Set task. Pick out and copy each line of the records that holds the word "dark".

#####

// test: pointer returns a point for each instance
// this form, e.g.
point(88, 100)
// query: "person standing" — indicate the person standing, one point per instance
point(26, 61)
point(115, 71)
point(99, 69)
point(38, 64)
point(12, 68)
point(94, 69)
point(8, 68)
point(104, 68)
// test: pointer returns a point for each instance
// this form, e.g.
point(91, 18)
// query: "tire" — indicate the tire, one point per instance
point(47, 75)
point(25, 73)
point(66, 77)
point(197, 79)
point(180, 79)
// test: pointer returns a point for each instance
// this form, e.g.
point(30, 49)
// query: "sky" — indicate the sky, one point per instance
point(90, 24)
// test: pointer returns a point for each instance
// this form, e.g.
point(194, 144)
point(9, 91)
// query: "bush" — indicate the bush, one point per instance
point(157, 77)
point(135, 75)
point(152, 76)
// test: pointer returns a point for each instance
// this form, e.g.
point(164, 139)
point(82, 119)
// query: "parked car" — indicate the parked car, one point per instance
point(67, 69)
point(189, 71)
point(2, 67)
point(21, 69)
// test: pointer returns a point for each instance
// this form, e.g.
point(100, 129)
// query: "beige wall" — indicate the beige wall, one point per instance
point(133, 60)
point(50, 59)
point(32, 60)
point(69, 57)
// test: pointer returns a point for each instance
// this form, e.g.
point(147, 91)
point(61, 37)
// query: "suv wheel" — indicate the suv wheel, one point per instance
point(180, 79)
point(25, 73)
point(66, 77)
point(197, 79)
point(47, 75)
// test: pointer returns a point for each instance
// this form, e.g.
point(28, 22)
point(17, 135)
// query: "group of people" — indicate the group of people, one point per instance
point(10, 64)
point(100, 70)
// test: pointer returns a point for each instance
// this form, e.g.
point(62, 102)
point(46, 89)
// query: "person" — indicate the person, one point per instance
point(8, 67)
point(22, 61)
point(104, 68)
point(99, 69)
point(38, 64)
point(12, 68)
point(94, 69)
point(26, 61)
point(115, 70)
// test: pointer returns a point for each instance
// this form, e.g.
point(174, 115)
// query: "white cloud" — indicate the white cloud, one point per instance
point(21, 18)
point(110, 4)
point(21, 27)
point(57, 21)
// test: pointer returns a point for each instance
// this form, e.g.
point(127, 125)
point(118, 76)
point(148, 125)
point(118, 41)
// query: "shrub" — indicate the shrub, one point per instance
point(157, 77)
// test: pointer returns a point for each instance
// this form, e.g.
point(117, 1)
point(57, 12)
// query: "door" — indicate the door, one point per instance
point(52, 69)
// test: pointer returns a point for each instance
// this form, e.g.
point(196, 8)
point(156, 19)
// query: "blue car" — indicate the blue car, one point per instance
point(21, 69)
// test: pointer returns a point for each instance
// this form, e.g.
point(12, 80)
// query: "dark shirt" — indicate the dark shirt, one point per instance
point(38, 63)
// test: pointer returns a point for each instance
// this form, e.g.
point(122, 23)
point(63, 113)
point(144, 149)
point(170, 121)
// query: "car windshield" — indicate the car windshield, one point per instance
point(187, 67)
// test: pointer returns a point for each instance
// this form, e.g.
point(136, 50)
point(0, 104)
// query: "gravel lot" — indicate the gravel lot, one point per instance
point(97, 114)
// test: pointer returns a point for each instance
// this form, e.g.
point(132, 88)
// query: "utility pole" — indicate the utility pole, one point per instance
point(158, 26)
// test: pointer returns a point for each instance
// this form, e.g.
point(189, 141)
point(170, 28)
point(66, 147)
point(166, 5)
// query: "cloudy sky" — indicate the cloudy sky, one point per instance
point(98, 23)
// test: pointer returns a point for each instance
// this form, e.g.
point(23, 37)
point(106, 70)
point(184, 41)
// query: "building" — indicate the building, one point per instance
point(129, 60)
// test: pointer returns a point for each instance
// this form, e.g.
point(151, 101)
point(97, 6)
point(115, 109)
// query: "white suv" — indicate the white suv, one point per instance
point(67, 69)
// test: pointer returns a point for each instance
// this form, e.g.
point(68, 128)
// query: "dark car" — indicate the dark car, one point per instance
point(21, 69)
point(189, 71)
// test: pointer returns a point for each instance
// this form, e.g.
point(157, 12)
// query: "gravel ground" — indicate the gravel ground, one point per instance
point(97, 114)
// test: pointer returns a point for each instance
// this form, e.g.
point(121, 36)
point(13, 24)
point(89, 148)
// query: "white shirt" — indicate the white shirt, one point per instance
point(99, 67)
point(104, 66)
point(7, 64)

#####

Task response.
// query: "dark shirt" — indicate the dark shirt, one point per instance
// query: "dark car" — indicate the dark car, one point per instance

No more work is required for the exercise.